But by the middle of Game 2, those chants had been abandoned. Instead of the Boston Bruins and their goaltender wilting, as they had hoped, Swayman was as strong as ever, his second straight outstanding start bolstering the Bruins just when they needed it.
And though Swayman and the Bruins would allow two goals at the end of a scrambly, prickly third period that included a total of 17 penalties (nine on the Bruins, eight on the Sabres, four of them 10-minute misconducts), they came out ahead 4-2 on Tuesday at KeyBank Center, sending the teams back to TD Garden for Game 3 tied 1-1 in the best-of-7 series.
Much of the credit for that went to their goalie.
“It’s calmness,” defenseman Nikita Zadorov said of what he’s seen from Swayman in the first two games. “It’s super important to see from the goalies. His confidence is great. Like I said, I don’t want to give a lot of compliments to goalies, I don’t like to jinx it, but he’s been awesome.”

#### [The task]
According to the hockey report, how many penalties were called in the third period of Game 2? These entries have no connection to the hockey report.

#### [Boundary labeling entries]
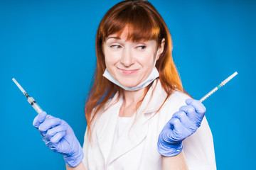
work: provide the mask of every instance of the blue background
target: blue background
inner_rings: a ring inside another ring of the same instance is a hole
[[[169,26],[185,89],[204,104],[218,169],[255,160],[255,1],[150,1]],[[98,24],[116,1],[1,1],[1,169],[63,169],[33,125],[36,113],[13,77],[48,113],[66,120],[81,144]]]

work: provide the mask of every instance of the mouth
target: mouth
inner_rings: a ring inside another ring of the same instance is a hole
[[[118,68],[118,69],[123,74],[132,74],[133,73],[137,72],[139,69],[119,69]]]

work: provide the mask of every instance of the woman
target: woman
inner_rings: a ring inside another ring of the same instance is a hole
[[[149,2],[122,1],[107,12],[97,33],[82,149],[64,120],[41,113],[33,122],[67,169],[215,169],[205,108],[184,92],[171,50]]]

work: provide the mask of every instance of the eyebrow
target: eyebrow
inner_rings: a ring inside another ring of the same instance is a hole
[[[114,39],[117,39],[117,40],[120,40],[121,39],[119,37],[108,37],[108,38],[107,38],[106,40],[107,40],[110,38],[114,38]]]

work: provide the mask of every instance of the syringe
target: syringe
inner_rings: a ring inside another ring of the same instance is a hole
[[[14,83],[17,85],[18,89],[22,91],[22,93],[25,95],[25,96],[28,98],[28,103],[32,106],[32,107],[36,110],[36,111],[39,114],[43,111],[43,110],[40,108],[39,105],[36,102],[36,101],[33,98],[33,97],[30,97],[29,95],[24,91],[24,89],[21,87],[21,86],[16,81],[14,78],[12,79]]]
[[[226,83],[228,82],[230,79],[232,79],[234,76],[235,76],[238,74],[238,72],[235,72],[233,73],[231,76],[228,77],[225,80],[221,82],[219,85],[218,85],[215,88],[214,88],[213,90],[211,90],[209,93],[208,93],[206,96],[204,96],[201,99],[200,99],[201,102],[203,102],[204,100],[208,98],[210,95],[214,94],[218,89],[219,89],[220,87],[224,86]]]

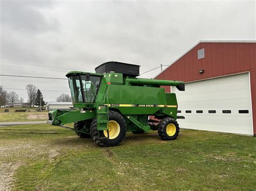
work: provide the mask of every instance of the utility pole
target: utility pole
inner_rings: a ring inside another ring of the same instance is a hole
[[[42,111],[42,97],[43,97],[43,95],[41,94],[40,96],[40,111]]]

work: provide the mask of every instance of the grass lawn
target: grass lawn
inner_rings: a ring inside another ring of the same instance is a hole
[[[102,148],[68,130],[30,125],[1,128],[0,151],[0,188],[256,189],[252,137],[181,130],[165,142],[129,133],[120,146]]]
[[[5,109],[9,109],[9,112],[4,112]],[[48,118],[48,111],[14,112],[16,109],[35,110],[36,108],[0,108],[0,122],[46,121]]]

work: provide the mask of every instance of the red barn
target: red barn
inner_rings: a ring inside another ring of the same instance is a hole
[[[201,41],[155,79],[183,81],[180,127],[256,135],[256,41]]]

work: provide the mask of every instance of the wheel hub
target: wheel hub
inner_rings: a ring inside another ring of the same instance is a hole
[[[169,136],[173,136],[176,132],[176,126],[174,124],[170,123],[166,127],[166,133]]]
[[[104,134],[107,137],[107,131],[104,130]],[[113,139],[118,136],[120,133],[120,126],[118,123],[115,121],[110,121],[109,122],[109,139]]]

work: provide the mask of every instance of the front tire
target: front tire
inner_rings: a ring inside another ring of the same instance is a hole
[[[124,117],[118,112],[114,111],[109,112],[109,134],[106,130],[97,130],[97,118],[95,118],[91,124],[91,136],[95,143],[99,146],[110,147],[119,145],[126,133],[126,123]]]
[[[179,124],[174,119],[171,117],[166,117],[160,122],[158,135],[163,140],[176,139],[179,136]]]

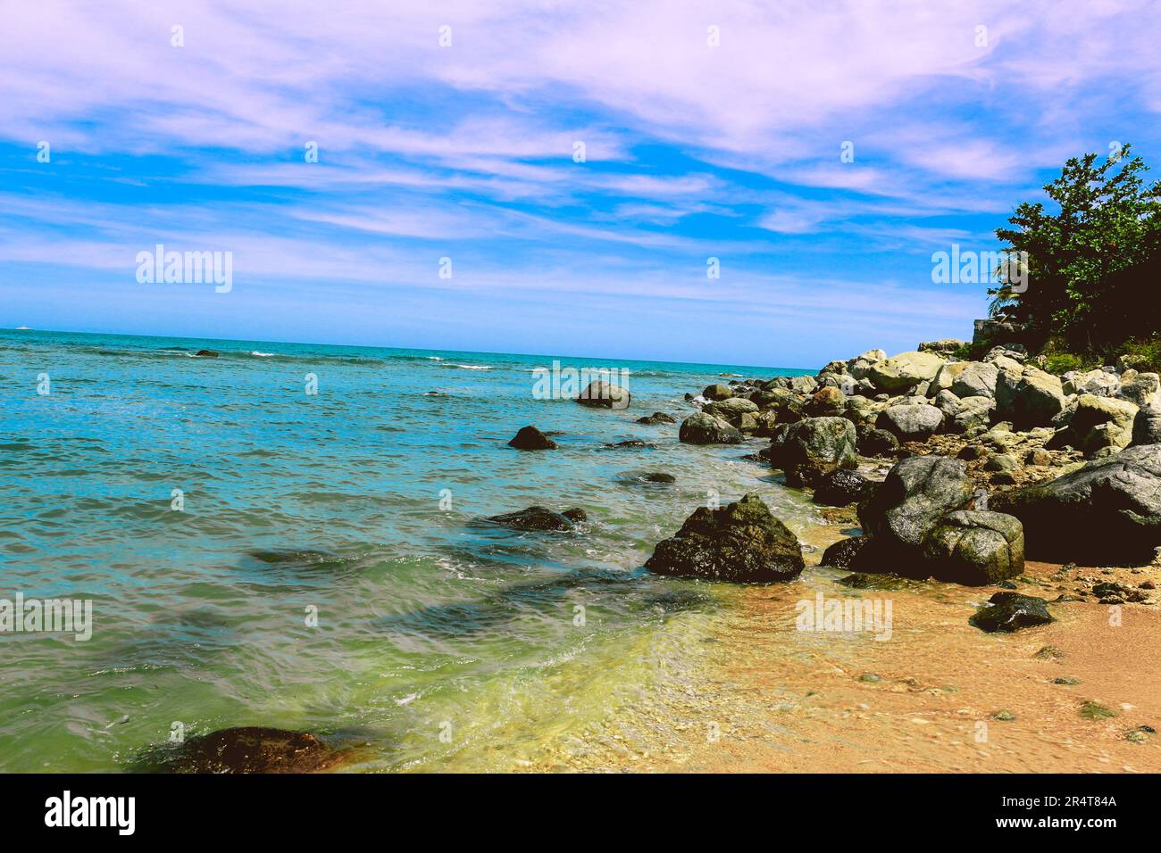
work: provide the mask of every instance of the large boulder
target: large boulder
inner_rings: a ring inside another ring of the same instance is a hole
[[[859,522],[875,540],[877,558],[914,558],[939,520],[965,506],[972,494],[972,479],[959,460],[911,456],[896,463],[874,494],[859,504]]]
[[[903,393],[933,379],[943,364],[944,360],[933,353],[900,353],[872,364],[867,378],[882,391]]]
[[[1024,528],[1014,515],[957,509],[926,535],[922,551],[924,565],[903,568],[967,586],[998,584],[1024,571]]]
[[[1130,447],[991,498],[1024,525],[1031,559],[1142,563],[1161,545],[1161,444]]]
[[[1060,378],[1034,367],[1001,370],[996,379],[996,415],[1016,429],[1048,426],[1063,411]]]
[[[943,412],[926,403],[901,403],[880,412],[875,426],[900,441],[925,441],[943,426]]]
[[[488,516],[492,523],[515,530],[571,530],[586,519],[585,511],[580,508],[557,513],[542,506],[529,506],[527,509]]]
[[[646,569],[657,574],[766,584],[802,571],[802,547],[756,492],[719,509],[698,507]]]
[[[1161,443],[1161,406],[1146,406],[1133,418],[1133,444]]]
[[[789,486],[814,485],[838,468],[857,468],[854,425],[846,418],[806,418],[776,431],[770,460]]]
[[[730,397],[719,403],[711,403],[701,411],[714,418],[720,418],[731,426],[742,428],[743,417],[747,414],[757,414],[758,404],[742,397]]]
[[[629,405],[632,395],[620,385],[614,385],[606,379],[590,382],[587,388],[577,397],[577,403],[585,406],[599,409],[625,409]]]
[[[1116,397],[1120,391],[1120,377],[1096,370],[1069,370],[1060,377],[1060,388],[1066,397],[1090,393],[1094,397]]]
[[[1128,400],[1082,393],[1062,440],[1089,457],[1104,448],[1120,450],[1133,440],[1137,411],[1137,405]]]
[[[742,432],[728,420],[698,412],[682,421],[677,438],[687,444],[736,444]]]
[[[534,426],[520,427],[520,431],[509,442],[509,447],[517,450],[554,450],[556,442],[536,429]]]

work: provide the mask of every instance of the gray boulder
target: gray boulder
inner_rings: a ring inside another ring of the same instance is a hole
[[[720,509],[698,507],[646,561],[656,574],[735,584],[793,580],[803,566],[798,538],[756,492]]]
[[[990,504],[1023,522],[1032,559],[1148,562],[1161,545],[1161,444],[1126,448]]]
[[[857,468],[854,425],[846,418],[806,418],[776,431],[770,460],[789,486],[814,485],[823,474]]]
[[[742,432],[727,420],[698,412],[682,421],[677,438],[687,444],[736,444]]]
[[[886,429],[900,441],[924,441],[943,426],[943,412],[926,403],[902,403],[888,406],[875,420],[879,429]]]
[[[1024,571],[1024,528],[1012,515],[957,509],[923,540],[922,554],[922,565],[906,565],[924,577],[966,586],[998,584]]]

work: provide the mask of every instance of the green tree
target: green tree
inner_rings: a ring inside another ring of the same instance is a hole
[[[1161,181],[1146,186],[1145,161],[1096,154],[1072,158],[1044,187],[1055,212],[1024,202],[996,229],[1009,251],[1027,253],[1027,289],[989,290],[993,315],[1023,324],[1030,342],[1060,339],[1106,353],[1158,331]]]

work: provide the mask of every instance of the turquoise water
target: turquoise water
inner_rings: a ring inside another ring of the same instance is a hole
[[[648,702],[657,650],[722,606],[644,572],[652,545],[711,490],[812,511],[741,458],[762,442],[633,421],[808,371],[561,359],[630,371],[607,411],[535,399],[551,359],[0,332],[0,599],[93,601],[87,642],[0,634],[0,771],[132,769],[232,725],[315,731],[353,769],[510,769]],[[506,447],[526,424],[560,449]],[[654,447],[603,447],[625,439]],[[476,521],[532,504],[590,522]]]

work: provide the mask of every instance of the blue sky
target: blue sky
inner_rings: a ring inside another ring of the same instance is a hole
[[[1161,164],[1148,2],[342,6],[7,6],[0,326],[813,367],[969,337],[932,252],[1066,158]]]

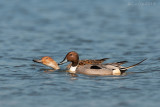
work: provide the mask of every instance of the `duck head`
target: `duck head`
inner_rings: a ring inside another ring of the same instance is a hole
[[[75,52],[75,51],[69,52],[65,56],[65,58],[63,59],[63,61],[61,61],[58,65],[62,65],[62,64],[67,63],[67,62],[71,62],[72,63],[69,71],[71,71],[71,73],[75,73],[76,68],[78,66],[78,62],[79,62],[79,55],[78,55],[78,53]]]
[[[34,62],[37,62],[37,63],[42,63],[46,66],[49,66],[49,67],[52,67],[53,69],[55,70],[58,70],[60,69],[58,64],[56,63],[56,61],[54,61],[51,57],[49,56],[44,56],[42,57],[41,59],[34,59],[33,60]]]

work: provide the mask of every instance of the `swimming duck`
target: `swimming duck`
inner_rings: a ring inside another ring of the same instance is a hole
[[[144,59],[146,60],[146,59]],[[64,64],[66,62],[71,62],[71,67],[69,68],[70,73],[80,73],[86,75],[121,75],[127,69],[132,68],[134,66],[139,65],[144,60],[140,61],[137,64],[131,65],[129,67],[123,67],[122,64],[127,61],[115,62],[115,63],[106,63],[106,64],[85,64],[83,66],[79,66],[79,55],[77,52],[69,52],[63,61],[59,63],[59,65]]]
[[[109,58],[103,58],[103,59],[97,59],[97,60],[89,60],[89,59],[80,60],[77,67],[83,66],[85,64],[101,64],[107,59],[109,59]],[[49,66],[49,67],[53,68],[54,70],[60,69],[60,67],[58,66],[57,62],[54,61],[49,56],[44,56],[41,59],[33,59],[33,61],[37,62],[37,63],[42,63],[42,64],[44,64],[46,66]],[[71,64],[68,64],[67,68],[70,68],[70,67],[71,67]]]

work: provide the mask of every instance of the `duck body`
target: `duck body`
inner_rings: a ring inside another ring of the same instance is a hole
[[[146,59],[144,59],[146,60]],[[79,66],[79,56],[78,53],[72,51],[69,52],[64,60],[59,64],[63,64],[66,62],[72,62],[71,67],[69,68],[70,73],[79,73],[79,74],[86,74],[86,75],[97,75],[97,76],[106,76],[106,75],[121,75],[127,69],[132,68],[134,66],[139,65],[144,60],[131,65],[129,67],[123,67],[122,64],[126,63],[127,61],[115,62],[115,63],[106,63],[106,64],[85,64],[83,66]]]

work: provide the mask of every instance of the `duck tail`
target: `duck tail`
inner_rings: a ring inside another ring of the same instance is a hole
[[[142,61],[140,61],[140,62],[138,62],[138,63],[136,63],[136,64],[134,64],[134,65],[131,65],[131,66],[129,66],[129,67],[125,67],[125,69],[133,68],[133,67],[135,67],[135,66],[141,64],[141,63],[142,63],[143,61],[145,61],[146,59],[147,59],[147,58],[145,58],[145,59],[143,59]]]

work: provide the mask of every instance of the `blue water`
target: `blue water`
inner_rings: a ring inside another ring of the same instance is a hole
[[[0,0],[0,106],[159,107],[159,10],[158,0]],[[148,59],[104,77],[44,72],[32,62],[60,62],[69,51],[124,66]]]

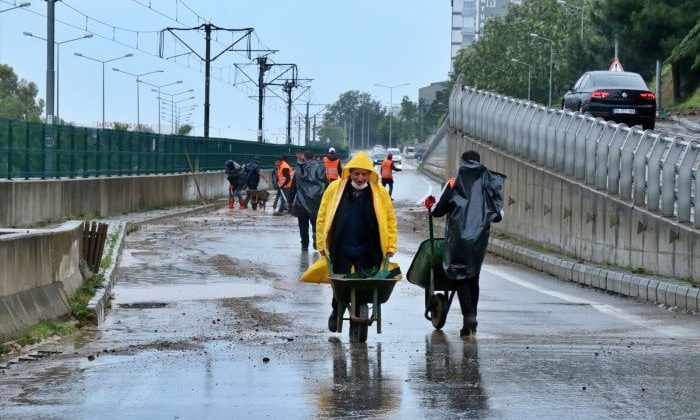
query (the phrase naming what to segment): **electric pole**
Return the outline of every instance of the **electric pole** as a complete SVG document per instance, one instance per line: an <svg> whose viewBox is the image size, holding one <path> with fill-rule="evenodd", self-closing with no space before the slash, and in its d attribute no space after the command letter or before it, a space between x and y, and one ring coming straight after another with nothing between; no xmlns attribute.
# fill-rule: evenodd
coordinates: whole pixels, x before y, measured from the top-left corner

#### [Expected answer]
A total of 17 penalties were called: nine on the Bruins and eight on the Sabres.